> **Exercise prompt**: Will you give the material below again, every line exactly as it is?

> **Material supplied**:
::::::

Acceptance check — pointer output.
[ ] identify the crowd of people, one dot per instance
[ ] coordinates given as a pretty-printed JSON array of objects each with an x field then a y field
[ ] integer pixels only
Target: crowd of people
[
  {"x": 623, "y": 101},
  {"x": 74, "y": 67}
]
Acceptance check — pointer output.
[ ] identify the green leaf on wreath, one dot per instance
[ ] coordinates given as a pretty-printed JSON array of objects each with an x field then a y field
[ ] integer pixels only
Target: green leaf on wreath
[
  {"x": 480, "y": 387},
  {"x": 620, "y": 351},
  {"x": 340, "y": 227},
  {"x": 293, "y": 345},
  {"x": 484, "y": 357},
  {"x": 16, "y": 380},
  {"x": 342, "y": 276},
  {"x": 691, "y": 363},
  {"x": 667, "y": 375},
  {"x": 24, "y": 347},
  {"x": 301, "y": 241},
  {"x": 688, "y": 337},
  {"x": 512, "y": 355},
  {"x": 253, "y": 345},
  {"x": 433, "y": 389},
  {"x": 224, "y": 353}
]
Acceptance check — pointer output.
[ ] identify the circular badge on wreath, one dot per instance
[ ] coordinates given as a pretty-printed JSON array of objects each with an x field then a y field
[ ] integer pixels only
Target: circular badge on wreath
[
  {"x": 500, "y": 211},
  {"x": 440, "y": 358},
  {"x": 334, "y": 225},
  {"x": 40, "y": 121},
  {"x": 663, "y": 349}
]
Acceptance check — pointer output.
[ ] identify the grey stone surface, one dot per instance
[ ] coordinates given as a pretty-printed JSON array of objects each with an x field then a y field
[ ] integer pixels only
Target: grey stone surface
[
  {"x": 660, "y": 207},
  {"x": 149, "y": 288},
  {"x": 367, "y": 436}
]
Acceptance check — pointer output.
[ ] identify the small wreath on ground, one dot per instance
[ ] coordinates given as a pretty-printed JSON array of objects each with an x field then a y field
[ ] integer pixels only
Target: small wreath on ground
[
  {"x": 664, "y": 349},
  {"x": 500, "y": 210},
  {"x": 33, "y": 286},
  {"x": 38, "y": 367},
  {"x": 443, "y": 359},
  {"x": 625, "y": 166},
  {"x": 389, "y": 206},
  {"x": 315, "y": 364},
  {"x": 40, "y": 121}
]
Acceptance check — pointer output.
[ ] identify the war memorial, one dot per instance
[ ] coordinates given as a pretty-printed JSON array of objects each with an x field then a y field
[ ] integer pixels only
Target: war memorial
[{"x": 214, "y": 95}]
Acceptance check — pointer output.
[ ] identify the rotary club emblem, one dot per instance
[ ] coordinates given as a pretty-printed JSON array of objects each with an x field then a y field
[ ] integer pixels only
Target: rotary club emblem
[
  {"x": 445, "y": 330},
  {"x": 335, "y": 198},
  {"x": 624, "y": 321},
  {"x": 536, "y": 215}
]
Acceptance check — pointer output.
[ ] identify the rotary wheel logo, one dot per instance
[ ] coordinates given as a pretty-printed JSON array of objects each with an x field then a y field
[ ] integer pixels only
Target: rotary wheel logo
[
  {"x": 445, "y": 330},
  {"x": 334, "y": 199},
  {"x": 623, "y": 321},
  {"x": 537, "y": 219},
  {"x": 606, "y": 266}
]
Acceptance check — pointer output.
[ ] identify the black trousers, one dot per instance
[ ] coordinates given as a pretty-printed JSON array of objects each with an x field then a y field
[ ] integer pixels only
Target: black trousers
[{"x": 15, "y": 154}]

::::::

> **The result**:
Acceptance check — pointer output.
[ ] identify the crowd of people, one dot per instance
[ ] coordinates given as a pretty-printed JSON array of objects each with an x field then a y field
[ ] integer pixels only
Target: crowd of people
[
  {"x": 623, "y": 101},
  {"x": 74, "y": 67}
]
Acceptance check — pointer output.
[ ] identify the green leaf on wreath, one dot per instance
[ ] coordinates given as a pretty-printed JSON array of objects each with an x field then a y field
[ ] integer pixels only
Target: green leaf on wreath
[
  {"x": 480, "y": 387},
  {"x": 620, "y": 351},
  {"x": 340, "y": 227},
  {"x": 293, "y": 345},
  {"x": 484, "y": 357},
  {"x": 16, "y": 380},
  {"x": 342, "y": 276},
  {"x": 691, "y": 363},
  {"x": 667, "y": 375},
  {"x": 24, "y": 347},
  {"x": 301, "y": 241},
  {"x": 688, "y": 337},
  {"x": 512, "y": 355},
  {"x": 253, "y": 345},
  {"x": 433, "y": 389},
  {"x": 224, "y": 353}
]
Acceptance check — pointer output.
[ ] identify the circular badge on wreath, one dot per instance
[ ] coordinates given as a pretty-printed JSON array of objects each with an x field then a y field
[ ] integer pixels only
Target: circular badge on wreath
[
  {"x": 500, "y": 211},
  {"x": 440, "y": 358},
  {"x": 334, "y": 225},
  {"x": 40, "y": 121},
  {"x": 663, "y": 349}
]
Acceptance check — pointer output.
[ ] identify the grey stone surface, one dot per instance
[ ] coordinates given as a pretty-printed JSON array of objects each with an x field then a y field
[ ] integer pixels only
Target: grey stone surface
[
  {"x": 660, "y": 207},
  {"x": 149, "y": 288},
  {"x": 367, "y": 436}
]
Acceptance check — pointer output.
[ ] identify the small wreath on ground, one dot per instance
[ ] coordinates given as a pretty-printed JSON array of objects each with an x field then a y field
[ ] integer pixels only
Target: small wreath on ground
[
  {"x": 664, "y": 349},
  {"x": 500, "y": 210},
  {"x": 33, "y": 286},
  {"x": 38, "y": 367},
  {"x": 443, "y": 359},
  {"x": 625, "y": 166},
  {"x": 389, "y": 206},
  {"x": 315, "y": 364},
  {"x": 40, "y": 121}
]
Acceptance check — pointer output.
[ ] identify the war memorial, one dot per instance
[ ] coordinates given as a pretty-printed JSON array of objects each with an x field then a y field
[ ] integer pixels only
Target: war memorial
[{"x": 214, "y": 95}]
Acceptance check — pointer output.
[ ] identify the rotary club emblem, one dot per instance
[ ] coordinates given as a pretty-printed JSON array of objects each with an x field then a y field
[ ] integer pixels only
Target: rotary club emblem
[
  {"x": 445, "y": 330},
  {"x": 335, "y": 198},
  {"x": 624, "y": 321},
  {"x": 536, "y": 215}
]
Acceptance check — pointer output.
[ ] identify the rotary wheel logo, one dot per instance
[ ] coordinates given as a pretty-printed JSON array of objects each with an x field then a y field
[ ] integer pixels only
Target: rotary wheel logo
[
  {"x": 445, "y": 330},
  {"x": 334, "y": 199},
  {"x": 623, "y": 321},
  {"x": 537, "y": 219},
  {"x": 606, "y": 266}
]
Acceptance check — pointer output.
[ ] identify the black trousers, one dot per instance
[ ] coordinates given as a pretty-printed JSON array of objects each with an x field then a y field
[ ] integer pixels only
Target: black trousers
[{"x": 15, "y": 154}]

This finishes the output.